Facing my own demons

adoption, adoption loss, life,

Where will the money come from: AKA; it takes a village

Normally, when I write a new post, I wait until the post is complete to name it. Why? Because when I start writing, I have a thought of what I want to say, but I never know for sure where it will end up. My ideas start out as small little thoughts and become “complete” during the writing of a post. As I write, I learn more about what is truly in my head. This is the way my mind works. I’m sure that it is the way many writers minds’ work.

This time however, I do know where I want to end up at. I have a beginning and I have an ending… Or perhaps the ending is the beginning… I’m hoping for that anyway. What will come in the middle is what we shall see…. 

In my last few post, I’ve been trying to find some alternatives to adoption and to find a way to make the act of adoption … More human… So to speak. Some of my thoughts were to utilize programs that are already in place with in the our government. (Ok, here I must stress that I am talking about the U.S. Government, because truly I don’t have enough knowledge to speak of any other country, even though this is a world problem that needs to be addressed everywhere, I am only able to talk about what I know.)

Thanks to Harlow’s Monkey, we know that at least in some states, the family foster system does indeed already exist. Unfortunately, many of the women do not know about the existence of such programs that could mean the difference between being able to keep their child, or loosing that child to adoption.

In my last post, I talked about the need for government regulations on the adoption process. There needs to be a requirement that any woman who is considering adoption must be told about the programs that she could access to help her raise her baby. We need to stop telling women that they can’t give a child what another couple could, just because she is poor or under educated or doesn’t have job skills that could land her a good paying job.

Instead, we need to have programs that are readily available to her, that will provide day care, and skill education so she can learn how to support herself and her child. I’m not talking about putting yet another family in the “welfare” system, so that they will be trapped in that government controlled life without hope of making it on their own, EVER. I’m talking about our government using the programs that they already have created to help these people to gain control over their own lives.

So if the government suddenly, today, starts telling everyone about the programs that exist that could help them… What then? Well, I am sure that a lot of women would suddenly realize that adoption isn’t their last hope for the child they love so much. Suddenly the increase in women who are asking for government help could be astronomical. Who will pay for all this?

Well, first off, if it was done correctly, the cost would be temporary. The benefit would be that people wouldn’t remain on Welfare all their lives. They would go to school and learn skills to get careers and they would become productive members of society that would increase the taxes paid in to fund these programs.

But also, I’m a bit angry that I am sure the government officials would be asking this question. I see public, government supported schools that have books that are outdated, and doesn’t have enough supplies for all the teachers without help from donations from citizens in the community. I drive on roads and even interstate freeways that are in such disrepair that you could easily damage your car if you do not avoid the potholes and cracks.

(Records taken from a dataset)
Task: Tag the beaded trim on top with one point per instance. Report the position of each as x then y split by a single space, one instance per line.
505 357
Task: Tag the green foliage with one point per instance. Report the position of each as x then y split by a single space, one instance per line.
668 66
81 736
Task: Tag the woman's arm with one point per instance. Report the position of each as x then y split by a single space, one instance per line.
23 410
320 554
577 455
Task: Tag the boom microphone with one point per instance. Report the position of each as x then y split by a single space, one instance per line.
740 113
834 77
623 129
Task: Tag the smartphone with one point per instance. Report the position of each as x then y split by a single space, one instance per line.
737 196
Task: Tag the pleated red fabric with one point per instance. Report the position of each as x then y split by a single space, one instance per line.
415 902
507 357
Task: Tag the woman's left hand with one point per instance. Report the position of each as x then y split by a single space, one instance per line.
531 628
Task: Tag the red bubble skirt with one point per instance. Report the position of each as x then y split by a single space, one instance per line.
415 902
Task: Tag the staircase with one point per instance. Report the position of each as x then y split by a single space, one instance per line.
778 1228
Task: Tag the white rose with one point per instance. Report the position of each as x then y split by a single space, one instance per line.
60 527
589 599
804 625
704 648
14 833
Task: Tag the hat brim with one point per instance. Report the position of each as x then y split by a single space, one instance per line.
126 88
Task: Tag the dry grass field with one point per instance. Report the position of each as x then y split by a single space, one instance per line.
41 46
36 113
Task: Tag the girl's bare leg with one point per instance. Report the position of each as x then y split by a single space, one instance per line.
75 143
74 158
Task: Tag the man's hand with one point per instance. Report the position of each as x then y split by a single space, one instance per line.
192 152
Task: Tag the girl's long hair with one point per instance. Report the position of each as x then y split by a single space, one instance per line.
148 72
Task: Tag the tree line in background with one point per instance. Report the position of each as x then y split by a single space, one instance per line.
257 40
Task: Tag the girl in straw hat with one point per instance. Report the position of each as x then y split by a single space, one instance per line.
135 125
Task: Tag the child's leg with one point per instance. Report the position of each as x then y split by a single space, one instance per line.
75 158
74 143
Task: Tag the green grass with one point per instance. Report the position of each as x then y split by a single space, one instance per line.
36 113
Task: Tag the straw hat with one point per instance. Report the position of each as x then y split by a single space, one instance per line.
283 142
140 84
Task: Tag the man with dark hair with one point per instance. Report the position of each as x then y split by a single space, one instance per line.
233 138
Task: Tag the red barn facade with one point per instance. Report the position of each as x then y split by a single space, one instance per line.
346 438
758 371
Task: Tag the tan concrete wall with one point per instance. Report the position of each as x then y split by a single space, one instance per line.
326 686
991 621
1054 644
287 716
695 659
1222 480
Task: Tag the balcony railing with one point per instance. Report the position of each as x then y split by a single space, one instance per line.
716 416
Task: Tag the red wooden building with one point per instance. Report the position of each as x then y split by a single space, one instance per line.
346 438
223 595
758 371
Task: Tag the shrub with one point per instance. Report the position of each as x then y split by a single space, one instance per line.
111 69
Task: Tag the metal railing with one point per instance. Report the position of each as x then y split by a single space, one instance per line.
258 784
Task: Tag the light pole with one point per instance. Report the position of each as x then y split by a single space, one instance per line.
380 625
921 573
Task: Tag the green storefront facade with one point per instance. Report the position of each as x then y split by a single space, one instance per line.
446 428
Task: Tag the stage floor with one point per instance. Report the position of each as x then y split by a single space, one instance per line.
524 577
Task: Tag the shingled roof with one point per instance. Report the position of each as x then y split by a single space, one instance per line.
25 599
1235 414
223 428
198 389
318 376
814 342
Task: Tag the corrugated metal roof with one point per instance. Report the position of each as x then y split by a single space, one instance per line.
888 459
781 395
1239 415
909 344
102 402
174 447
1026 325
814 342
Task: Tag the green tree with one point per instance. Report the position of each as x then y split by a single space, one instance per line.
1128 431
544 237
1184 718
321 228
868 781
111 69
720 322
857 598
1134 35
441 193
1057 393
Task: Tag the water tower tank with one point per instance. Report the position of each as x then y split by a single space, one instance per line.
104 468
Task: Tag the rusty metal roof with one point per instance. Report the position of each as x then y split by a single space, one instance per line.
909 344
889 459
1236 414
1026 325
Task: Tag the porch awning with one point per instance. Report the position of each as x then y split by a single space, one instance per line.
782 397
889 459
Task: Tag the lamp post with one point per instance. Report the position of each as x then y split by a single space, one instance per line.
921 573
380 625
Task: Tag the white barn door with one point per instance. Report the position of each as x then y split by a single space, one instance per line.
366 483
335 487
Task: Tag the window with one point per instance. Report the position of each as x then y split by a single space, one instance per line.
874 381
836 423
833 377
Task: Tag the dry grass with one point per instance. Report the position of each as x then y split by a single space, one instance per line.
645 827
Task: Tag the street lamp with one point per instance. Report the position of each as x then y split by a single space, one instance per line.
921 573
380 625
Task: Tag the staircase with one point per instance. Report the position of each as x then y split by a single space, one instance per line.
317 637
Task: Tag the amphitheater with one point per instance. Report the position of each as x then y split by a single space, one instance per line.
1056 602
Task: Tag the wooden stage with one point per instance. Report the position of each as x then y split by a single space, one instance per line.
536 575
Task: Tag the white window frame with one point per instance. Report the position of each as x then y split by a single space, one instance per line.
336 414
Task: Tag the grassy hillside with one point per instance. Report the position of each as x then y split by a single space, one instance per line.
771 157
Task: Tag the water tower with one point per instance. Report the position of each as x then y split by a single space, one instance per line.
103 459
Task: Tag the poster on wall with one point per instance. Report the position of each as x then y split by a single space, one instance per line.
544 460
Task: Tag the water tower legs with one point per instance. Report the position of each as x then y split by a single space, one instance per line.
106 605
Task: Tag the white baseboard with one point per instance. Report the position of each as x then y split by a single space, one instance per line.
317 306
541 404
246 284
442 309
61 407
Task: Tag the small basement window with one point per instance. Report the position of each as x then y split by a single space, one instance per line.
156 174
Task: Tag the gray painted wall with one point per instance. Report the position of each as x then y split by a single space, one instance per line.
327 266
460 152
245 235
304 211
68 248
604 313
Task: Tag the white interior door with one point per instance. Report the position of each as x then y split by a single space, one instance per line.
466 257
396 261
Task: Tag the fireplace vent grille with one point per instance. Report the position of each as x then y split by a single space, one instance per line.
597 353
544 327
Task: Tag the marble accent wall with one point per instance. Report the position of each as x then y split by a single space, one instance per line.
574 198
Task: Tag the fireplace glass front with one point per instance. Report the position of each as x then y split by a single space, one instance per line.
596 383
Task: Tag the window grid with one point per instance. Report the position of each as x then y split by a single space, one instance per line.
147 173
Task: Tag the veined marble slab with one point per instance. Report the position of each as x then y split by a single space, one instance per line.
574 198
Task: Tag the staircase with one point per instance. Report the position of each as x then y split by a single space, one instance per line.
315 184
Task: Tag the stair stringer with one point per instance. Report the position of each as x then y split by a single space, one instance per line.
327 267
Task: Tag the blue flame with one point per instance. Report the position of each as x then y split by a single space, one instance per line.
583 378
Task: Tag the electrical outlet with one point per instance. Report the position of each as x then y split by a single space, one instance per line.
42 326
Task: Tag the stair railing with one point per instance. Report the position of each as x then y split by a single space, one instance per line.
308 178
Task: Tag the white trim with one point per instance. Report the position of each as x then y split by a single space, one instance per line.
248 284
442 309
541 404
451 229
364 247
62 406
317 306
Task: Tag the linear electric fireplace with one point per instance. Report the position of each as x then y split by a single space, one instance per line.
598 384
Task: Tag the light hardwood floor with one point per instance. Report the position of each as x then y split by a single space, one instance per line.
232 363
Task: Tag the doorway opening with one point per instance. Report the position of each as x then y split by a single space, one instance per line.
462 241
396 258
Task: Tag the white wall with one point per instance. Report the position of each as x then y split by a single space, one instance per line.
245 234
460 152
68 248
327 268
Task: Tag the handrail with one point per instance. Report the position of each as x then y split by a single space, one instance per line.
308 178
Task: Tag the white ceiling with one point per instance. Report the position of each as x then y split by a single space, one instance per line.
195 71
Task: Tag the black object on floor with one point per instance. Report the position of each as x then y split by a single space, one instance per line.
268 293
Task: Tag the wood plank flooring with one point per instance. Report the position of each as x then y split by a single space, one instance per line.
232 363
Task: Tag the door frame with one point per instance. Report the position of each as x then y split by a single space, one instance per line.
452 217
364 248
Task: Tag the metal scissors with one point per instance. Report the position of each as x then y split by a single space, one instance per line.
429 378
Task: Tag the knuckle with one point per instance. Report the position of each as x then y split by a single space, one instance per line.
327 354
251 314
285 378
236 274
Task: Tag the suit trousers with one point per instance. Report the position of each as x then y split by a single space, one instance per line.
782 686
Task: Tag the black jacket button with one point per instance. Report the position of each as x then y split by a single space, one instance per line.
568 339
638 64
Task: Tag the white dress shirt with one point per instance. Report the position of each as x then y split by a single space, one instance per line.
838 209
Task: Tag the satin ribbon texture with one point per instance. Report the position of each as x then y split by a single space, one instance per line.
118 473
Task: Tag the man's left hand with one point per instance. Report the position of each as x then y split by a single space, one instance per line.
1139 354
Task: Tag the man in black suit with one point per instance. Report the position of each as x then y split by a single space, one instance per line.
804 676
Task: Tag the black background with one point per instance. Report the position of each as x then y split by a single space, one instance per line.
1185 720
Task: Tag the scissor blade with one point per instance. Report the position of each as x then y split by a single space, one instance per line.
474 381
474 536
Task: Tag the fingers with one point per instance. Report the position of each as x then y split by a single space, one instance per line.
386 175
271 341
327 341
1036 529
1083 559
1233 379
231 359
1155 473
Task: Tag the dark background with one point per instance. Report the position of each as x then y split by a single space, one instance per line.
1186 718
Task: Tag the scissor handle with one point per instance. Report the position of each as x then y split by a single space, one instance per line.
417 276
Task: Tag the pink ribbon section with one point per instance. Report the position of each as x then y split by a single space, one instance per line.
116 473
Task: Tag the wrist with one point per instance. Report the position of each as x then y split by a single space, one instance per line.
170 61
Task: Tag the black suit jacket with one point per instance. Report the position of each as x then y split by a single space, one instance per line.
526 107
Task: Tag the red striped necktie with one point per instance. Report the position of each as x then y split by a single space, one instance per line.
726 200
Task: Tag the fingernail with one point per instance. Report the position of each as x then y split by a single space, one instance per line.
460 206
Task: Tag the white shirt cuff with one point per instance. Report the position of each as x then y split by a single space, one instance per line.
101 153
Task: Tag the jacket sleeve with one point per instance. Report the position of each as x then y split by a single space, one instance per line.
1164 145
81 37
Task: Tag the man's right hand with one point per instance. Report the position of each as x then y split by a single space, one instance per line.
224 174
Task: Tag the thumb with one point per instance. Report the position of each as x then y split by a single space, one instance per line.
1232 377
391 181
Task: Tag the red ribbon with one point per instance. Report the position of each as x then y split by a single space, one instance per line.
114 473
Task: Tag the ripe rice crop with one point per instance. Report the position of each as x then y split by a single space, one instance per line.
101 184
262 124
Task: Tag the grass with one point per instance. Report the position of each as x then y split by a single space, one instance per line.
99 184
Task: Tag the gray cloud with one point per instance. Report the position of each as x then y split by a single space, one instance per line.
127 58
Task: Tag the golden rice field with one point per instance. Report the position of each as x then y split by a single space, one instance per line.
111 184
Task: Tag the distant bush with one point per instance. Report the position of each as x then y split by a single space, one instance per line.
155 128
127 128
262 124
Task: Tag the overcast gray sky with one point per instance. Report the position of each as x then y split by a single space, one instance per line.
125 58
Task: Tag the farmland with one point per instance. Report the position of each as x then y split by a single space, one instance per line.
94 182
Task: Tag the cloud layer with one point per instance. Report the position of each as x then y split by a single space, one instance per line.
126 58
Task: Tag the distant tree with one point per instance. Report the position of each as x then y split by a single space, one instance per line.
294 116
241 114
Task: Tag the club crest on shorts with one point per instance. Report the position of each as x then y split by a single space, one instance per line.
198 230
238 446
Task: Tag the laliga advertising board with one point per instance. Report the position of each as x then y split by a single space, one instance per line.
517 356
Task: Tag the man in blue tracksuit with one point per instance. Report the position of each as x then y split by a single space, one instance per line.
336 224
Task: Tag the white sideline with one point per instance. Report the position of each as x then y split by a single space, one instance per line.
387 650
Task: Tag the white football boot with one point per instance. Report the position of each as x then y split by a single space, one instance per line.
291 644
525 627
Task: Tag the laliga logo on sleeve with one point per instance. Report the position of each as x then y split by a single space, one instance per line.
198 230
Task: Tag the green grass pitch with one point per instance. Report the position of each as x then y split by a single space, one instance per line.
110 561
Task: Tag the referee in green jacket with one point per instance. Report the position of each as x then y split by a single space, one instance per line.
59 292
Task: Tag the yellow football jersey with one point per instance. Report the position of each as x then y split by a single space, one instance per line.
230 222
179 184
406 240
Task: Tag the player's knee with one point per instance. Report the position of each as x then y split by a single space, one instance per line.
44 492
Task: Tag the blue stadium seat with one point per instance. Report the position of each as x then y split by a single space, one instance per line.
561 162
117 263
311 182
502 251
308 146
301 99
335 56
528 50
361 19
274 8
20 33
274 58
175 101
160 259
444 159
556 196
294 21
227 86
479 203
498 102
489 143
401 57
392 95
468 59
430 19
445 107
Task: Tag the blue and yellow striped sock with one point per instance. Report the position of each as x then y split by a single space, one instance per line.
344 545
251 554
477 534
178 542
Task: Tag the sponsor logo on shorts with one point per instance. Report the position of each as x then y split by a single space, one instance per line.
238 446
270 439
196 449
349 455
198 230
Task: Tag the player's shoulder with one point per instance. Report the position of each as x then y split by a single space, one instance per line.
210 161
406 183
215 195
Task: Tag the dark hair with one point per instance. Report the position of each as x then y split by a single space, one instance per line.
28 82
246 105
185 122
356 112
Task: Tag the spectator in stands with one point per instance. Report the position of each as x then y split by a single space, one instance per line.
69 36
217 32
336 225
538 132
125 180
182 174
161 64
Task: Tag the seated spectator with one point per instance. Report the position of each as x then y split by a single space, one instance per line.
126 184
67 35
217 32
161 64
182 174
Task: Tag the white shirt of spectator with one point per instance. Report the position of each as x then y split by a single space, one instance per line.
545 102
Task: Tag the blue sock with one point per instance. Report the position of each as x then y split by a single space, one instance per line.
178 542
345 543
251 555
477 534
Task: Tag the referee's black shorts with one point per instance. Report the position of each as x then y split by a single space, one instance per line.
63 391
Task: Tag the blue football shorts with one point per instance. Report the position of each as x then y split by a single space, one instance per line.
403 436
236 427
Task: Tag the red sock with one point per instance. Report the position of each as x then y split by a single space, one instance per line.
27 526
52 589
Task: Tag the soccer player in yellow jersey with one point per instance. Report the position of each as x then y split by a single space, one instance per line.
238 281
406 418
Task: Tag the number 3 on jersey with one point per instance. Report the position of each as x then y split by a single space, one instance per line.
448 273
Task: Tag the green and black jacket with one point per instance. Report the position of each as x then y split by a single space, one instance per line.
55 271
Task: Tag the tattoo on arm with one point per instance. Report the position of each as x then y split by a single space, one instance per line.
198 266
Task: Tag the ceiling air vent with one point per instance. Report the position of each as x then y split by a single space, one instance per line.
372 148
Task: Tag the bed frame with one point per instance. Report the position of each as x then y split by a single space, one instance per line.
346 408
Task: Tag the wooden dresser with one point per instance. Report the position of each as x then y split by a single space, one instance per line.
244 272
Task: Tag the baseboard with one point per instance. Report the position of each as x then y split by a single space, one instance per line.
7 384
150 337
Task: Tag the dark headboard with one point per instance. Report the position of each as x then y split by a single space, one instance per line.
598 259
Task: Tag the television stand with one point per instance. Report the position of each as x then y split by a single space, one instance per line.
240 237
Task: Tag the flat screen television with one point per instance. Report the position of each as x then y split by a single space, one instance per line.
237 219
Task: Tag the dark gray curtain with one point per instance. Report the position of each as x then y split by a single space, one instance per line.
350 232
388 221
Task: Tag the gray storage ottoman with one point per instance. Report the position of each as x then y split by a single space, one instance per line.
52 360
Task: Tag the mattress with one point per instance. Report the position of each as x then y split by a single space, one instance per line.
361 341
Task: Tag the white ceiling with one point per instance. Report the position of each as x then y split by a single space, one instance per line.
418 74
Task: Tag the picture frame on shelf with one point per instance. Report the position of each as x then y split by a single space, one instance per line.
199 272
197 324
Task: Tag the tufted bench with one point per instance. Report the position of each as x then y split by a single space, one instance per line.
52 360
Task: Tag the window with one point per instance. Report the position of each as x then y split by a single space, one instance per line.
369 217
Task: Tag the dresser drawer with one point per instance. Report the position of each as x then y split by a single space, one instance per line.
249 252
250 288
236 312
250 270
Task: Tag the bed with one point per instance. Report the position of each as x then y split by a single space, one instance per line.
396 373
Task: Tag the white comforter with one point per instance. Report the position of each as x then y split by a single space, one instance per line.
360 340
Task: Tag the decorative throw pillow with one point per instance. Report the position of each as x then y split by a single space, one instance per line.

SET OF TASKS:
1: Repeat the passage from the post about adoption from "In my last few" up to and including "child to adoption.".
2: In the post about adoption, who is credited with showing that the family foster system already exists in some states?
3: Resume the post about adoption right after its last sentence and keep writing it.

EXPECTED OUTPUTS:
1:
In my last few post, I’ve been trying to find some alternatives to adoption and to find a way to make the act of adoption … More human… So to speak. Some of my thoughts were to utilize programs that are already in place with in the our government. (Ok, here I must stress that I am talking about the U.S. Government, because truly I don’t have enough knowledge to speak of any other country, even though this is a world problem that needs to be addressed everywhere, I am only able to talk about what I know.)

Thanks to Harlow’s Monkey, we know that at least in some states, the family foster system does indeed already exist. Unfortunately, many of the women do not know about the existence of such programs that could mean the difference between being able to keep their child, or loosing that child to adoption.

2: Harlow's Monkey

3:
And then I see people working two and three jobs just to make ends meet, because the government is taking so much of their hard earned money in taxes! And then they go to the stores to buy supplies for their lives and pay more taxes. And the people like my dad, who worked all their lives, paying into the social security program for fifty years or more and now they don’t even get enough back to pay rent on a house! Who’s going to pay for it? We are! We already are paying for it! Everyday! We are paying and now the government needs to step up and use that money that we’ve paid with blood, sweat and tears to save these families.

You would think that this would be the end of this post. As I have said in my past post it is important for us to make our voices heard. We have to speak up, yell out for the rights of those who can’t or don’t know how to speak up for themselves. But is that enough? NO! It’s not nearly enough!

Should we stand here on these self proclaimed pedestals and demand that the government fix this all themselves? No! While I truly believe that the government has the power to fix this broken system, we need to realize that we are all here, now, together on this lovely planet we call earth.

This blogging group, that I consider myself a member of is a diverse little group. There are people in it from all walks of life. Adopted Adults, First mothers and fathers, and Adoptive Parents. We “come together” here on this thing we call the Internet and our differences fall away. We are here for one thing.. We seek out information, answers to our questions… And we share our own answers with each other.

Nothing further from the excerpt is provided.